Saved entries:
★ ★ ★ ★ ★ ★ ★

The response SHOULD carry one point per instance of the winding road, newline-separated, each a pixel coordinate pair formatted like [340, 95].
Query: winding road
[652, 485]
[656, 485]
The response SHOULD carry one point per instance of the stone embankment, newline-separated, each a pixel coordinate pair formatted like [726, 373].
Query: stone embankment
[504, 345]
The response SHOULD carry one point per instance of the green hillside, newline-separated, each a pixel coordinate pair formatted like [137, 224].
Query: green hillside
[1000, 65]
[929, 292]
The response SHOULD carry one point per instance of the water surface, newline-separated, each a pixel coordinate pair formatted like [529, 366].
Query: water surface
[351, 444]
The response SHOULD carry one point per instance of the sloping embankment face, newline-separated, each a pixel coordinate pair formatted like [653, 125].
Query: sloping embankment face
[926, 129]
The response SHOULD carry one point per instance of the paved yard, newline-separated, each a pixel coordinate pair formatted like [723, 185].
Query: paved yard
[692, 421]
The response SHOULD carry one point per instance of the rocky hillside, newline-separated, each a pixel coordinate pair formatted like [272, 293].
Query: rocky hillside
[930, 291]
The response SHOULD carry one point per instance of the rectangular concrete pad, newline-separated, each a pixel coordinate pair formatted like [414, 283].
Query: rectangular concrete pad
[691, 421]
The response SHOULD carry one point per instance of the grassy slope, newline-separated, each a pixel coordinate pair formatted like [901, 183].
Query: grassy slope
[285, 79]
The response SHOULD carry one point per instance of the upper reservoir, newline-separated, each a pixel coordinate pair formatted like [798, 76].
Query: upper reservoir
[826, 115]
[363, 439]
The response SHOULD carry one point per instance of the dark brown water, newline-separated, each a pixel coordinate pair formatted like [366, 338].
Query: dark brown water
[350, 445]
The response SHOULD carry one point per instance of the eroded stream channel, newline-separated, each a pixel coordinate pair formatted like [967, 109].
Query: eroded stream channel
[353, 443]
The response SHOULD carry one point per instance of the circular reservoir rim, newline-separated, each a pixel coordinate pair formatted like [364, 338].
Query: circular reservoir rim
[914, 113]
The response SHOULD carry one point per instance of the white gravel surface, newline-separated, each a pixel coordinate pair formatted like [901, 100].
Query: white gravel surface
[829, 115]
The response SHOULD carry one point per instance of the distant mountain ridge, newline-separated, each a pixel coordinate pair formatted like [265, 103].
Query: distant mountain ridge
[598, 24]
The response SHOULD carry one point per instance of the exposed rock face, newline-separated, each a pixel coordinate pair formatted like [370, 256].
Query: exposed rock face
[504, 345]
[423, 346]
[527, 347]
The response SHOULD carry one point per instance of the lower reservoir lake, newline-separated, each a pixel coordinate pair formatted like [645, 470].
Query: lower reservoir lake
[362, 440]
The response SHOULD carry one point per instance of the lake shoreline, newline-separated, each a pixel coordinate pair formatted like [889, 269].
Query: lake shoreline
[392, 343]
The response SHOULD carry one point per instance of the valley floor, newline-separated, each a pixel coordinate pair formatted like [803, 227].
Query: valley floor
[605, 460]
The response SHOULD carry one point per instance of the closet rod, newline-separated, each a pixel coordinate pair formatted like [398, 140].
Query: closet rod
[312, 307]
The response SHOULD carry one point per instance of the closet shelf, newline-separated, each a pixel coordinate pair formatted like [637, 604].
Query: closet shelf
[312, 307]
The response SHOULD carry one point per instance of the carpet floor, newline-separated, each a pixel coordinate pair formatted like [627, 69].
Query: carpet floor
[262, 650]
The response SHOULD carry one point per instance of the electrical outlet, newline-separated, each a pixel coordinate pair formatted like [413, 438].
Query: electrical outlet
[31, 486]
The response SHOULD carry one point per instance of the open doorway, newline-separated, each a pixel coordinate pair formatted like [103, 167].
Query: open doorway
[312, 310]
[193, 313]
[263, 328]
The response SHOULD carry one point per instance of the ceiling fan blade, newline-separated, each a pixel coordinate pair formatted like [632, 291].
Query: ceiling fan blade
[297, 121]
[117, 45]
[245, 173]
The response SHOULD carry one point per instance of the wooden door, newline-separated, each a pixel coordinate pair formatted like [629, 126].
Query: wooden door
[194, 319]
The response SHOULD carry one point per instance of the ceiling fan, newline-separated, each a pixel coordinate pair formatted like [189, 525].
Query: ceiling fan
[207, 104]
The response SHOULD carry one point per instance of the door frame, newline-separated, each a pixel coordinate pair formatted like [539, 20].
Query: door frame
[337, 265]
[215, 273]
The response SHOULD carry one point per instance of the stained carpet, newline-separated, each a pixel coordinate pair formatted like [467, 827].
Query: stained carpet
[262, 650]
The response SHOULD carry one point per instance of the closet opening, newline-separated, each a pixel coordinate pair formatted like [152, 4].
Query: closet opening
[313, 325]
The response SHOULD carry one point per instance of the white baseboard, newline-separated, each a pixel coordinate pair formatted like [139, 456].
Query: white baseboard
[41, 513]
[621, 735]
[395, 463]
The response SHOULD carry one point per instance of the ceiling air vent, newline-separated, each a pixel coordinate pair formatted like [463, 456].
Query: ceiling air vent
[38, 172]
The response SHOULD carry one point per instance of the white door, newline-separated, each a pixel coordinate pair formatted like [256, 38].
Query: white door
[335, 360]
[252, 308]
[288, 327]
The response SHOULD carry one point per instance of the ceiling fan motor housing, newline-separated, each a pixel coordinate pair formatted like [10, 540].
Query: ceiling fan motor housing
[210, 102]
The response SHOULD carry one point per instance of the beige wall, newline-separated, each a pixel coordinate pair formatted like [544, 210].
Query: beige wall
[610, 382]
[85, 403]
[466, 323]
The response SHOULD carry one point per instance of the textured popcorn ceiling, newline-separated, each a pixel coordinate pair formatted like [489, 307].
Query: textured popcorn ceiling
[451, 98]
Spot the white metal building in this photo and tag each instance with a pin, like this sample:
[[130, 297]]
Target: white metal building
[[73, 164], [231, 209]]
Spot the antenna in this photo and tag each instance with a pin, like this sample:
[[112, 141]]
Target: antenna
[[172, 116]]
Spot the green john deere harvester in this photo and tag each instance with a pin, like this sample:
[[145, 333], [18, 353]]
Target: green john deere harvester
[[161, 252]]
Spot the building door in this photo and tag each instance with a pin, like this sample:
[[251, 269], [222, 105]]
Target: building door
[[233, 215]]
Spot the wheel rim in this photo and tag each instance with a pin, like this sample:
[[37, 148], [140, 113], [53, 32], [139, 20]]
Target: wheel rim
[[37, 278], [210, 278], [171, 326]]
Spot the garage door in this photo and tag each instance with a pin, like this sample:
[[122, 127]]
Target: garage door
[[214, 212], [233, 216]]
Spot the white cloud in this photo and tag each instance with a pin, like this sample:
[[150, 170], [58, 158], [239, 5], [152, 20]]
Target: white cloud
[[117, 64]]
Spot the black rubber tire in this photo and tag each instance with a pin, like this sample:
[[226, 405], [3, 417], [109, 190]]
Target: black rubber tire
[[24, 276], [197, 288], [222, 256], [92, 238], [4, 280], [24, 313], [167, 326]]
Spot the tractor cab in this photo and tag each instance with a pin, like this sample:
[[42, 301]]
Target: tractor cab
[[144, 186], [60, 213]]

★ ★ ★ ★ ★ ★ ★

## What is expected
All the records above need to be transcribed exactly and in full.

## Response area
The response SHOULD carry one point per instance of the winding road, newline-separated, each a pixel coordinate pair formatted like [340, 95].
Query: winding road
[652, 485]
[656, 485]
The response SHOULD carry one point per instance of the stone embankment, newline-separated, each a pixel coordinate pair formatted like [726, 373].
Query: stone embankment
[504, 345]
The response SHOULD carry one point per instance of the green hillside, newline-separated, each a pixel coordinate pair formatted like [137, 224].
Query: green hillside
[1000, 65]
[929, 292]
The response SHOULD carry one point per instance of the water surface, newline-separated, each a pixel coordinate pair formatted like [529, 366].
Query: water surface
[351, 444]
The response SHOULD carry one point per instance of the sloping embankment face, newline-separated, each a pixel coordinate pair formatted like [653, 125].
Query: sloping embankment face
[926, 129]
The response SHOULD carry one point per instance of the paved yard, newline-separated, each a pixel coordinate pair formatted like [723, 185].
Query: paved yard
[692, 421]
The response SHOULD carry one point per instance of the rocky hillside, newline-separated, each a pixel coordinate pair formatted like [272, 293].
Query: rocky hillside
[930, 291]
The response SHOULD carry one point per instance of the rectangular concrete pad, newline-separated, each a pixel coordinate pair formatted like [414, 283].
Query: rectangular concrete pad
[691, 421]
The response SHOULD carry one point per instance of the grassy slope, newline-separated, each a pixel coordinate pair formatted like [901, 183].
Query: grassy slope
[285, 79]
The response SHOULD carry one point per instance of the upper reservoir, newline-separated, each a pixel coordinate pair formatted like [798, 76].
Query: upper reservoir
[826, 115]
[363, 439]
The response SHOULD carry one point per instance of the dark brown water, newline-separated, each a pixel coordinate pair formatted like [366, 338].
Query: dark brown water
[350, 445]
The response SHOULD carry one point per instance of the eroded stream channel, newline-separated, each a pixel coordinate pair formatted like [967, 109].
Query: eroded stream channel
[353, 443]
The response SHOULD carry one point per instance of the circular reservoir rim, newline-separated, each a pixel coordinate pair formatted like [364, 338].
Query: circular reservoir rim
[914, 113]
The response SHOULD carry one point per instance of the white gravel surface, newline-separated, each a pixel coordinate pair formatted like [901, 100].
Query: white gravel surface
[829, 115]
The response SHOULD carry one point per instance of the distant mountain ridge, newline-separated, each a pixel coordinate pair formatted like [265, 103].
Query: distant mountain ridge
[598, 24]
The response SHOULD carry one point per instance of the exposed rock face, newline-separated, each a pixel coordinate pair formatted like [370, 256].
Query: exposed rock face
[504, 345]
[423, 346]
[527, 347]
The response SHOULD carry one point per instance of the lower reservoir lake, newline-separated, each a pixel coordinate pair formatted like [645, 470].
Query: lower reservoir lake
[362, 440]
The response SHOULD carry one point per instance of the lake shoreline, newline-separated, each a pixel coordinate pair formatted like [889, 269].
Query: lake shoreline
[392, 343]
The response SHOULD carry one point per instance of the valley floor, newline-separated, each a pixel coordinate pair formatted like [803, 227].
Query: valley floor
[605, 460]
The response SHOULD carry one point per instance of the closet rod, newline-separated, each a pixel coordinate pair formatted like [398, 140].
Query: closet rod
[312, 307]
The response SHOULD carry one point per instance of the closet shelf, newline-separated, each a pixel coordinate pair formatted like [637, 604].
Query: closet shelf
[312, 307]
The response SHOULD carry one point per instance of the carpet floor, newline-separated, each a pixel coordinate pair formatted like [627, 69].
Query: carpet floor
[262, 650]
The response SHOULD carry one point per instance of the electrical outlet, newline-separated, each a pixel coordinate pair formatted like [413, 438].
Query: electrical outlet
[31, 486]
The response SHOULD carry one point per instance of the open doorway, newline-separated, each a pixel coordinate pair formatted like [103, 167].
Query: open doorway
[312, 310]
[193, 313]
[263, 328]
The response SHOULD carry one point per instance of the ceiling fan blade, newline-separated, each a pixel coordinate pair formatted like [632, 291].
Query: ceiling fan blade
[297, 121]
[117, 45]
[245, 173]
The response SHOULD carry one point per instance of the wooden door, newline-separated, each a pixel coordinate pair formatted like [629, 126].
Query: wooden door
[194, 319]
The response SHOULD carry one point per instance of the ceiling fan, newline-separated, each a pixel coordinate pair formatted like [189, 525].
Query: ceiling fan
[207, 104]
The response SHOULD carry one point per instance of the door frame, newline-separated, each a pixel coordinate pair formatted like [539, 20].
Query: door frame
[337, 265]
[215, 273]
The response SHOULD carry one point per instance of the stained carpet, newline-separated, each a pixel coordinate pair formatted like [467, 827].
Query: stained carpet
[262, 650]
The response SHOULD carry one point per instance of the closet opening, newline-separated, each a pixel coordinate pair formatted like [152, 4].
Query: closet opening
[313, 325]
The response SHOULD carry one point per instance of the white baseboard, newline-separated, each a pixel coordinate pair formatted like [139, 456].
Query: white baseboard
[41, 513]
[621, 735]
[395, 463]
The response SHOULD carry one point per instance of the ceiling air vent, newline-separated, each a pixel coordinate pair formatted like [463, 456].
Query: ceiling air vent
[38, 172]
The response SHOULD carry one point per instance of the white door, newline-separated, each a pixel coordinate pair formatted like [256, 38].
Query: white door
[335, 360]
[252, 308]
[288, 327]
The response SHOULD carry one point per instance of the ceiling fan motor housing, newline-separated, each a pixel coordinate pair formatted like [10, 540].
Query: ceiling fan motor housing
[210, 102]
The response SHOULD carry one point per instance of the beige wall, newline-separated, each a pixel coordinate pair formatted like [544, 210].
Query: beige wall
[610, 382]
[85, 403]
[466, 323]
The response SHOULD carry one point per instance of the textured popcorn ceiling, newline-separated, each a pixel coordinate pair formatted like [489, 307].
Query: textured popcorn ceiling
[451, 98]
Spot the white metal building in this photo and tag each instance with a pin, like this sample:
[[130, 297]]
Target: white metal building
[[73, 164], [231, 209]]
Spot the antenna in this photo and tag each instance with a pin, like this sample:
[[112, 141]]
Target: antenna
[[172, 116]]
Spot the green john deere harvester in this photo and tag each instance with a pin, like this sample:
[[145, 333], [18, 353]]
Target: green john deere harvester
[[161, 252]]
Spot the building door in this photo and tag each instance with a pin, like this sample:
[[251, 269], [222, 105]]
Target: building door
[[233, 215]]
Spot the wheel rim in this photo and tag each instance with a pin, like this sample:
[[37, 148], [140, 113], [53, 32], [139, 20]]
Target: wheel rim
[[37, 278], [210, 278], [171, 326]]
Spot the garage door in this photo and tag each instance with a pin, like this sample:
[[122, 127]]
Target: garage door
[[214, 212], [233, 216]]
Spot the white cloud in this photo and tag each instance with a pin, like this sample:
[[150, 170], [58, 158], [239, 5], [152, 20]]
Target: white cloud
[[117, 64]]
Spot the black rubber tire in this photo and tag each instance with a pin, like this sample:
[[226, 405], [3, 417], [109, 190]]
Target: black rubber tire
[[24, 276], [197, 288], [222, 256], [92, 238], [4, 280], [24, 313], [167, 326]]
Spot the tractor cab in this photo and tag each instance with a pin, like this sample:
[[42, 301]]
Target: tractor cab
[[144, 186], [60, 213]]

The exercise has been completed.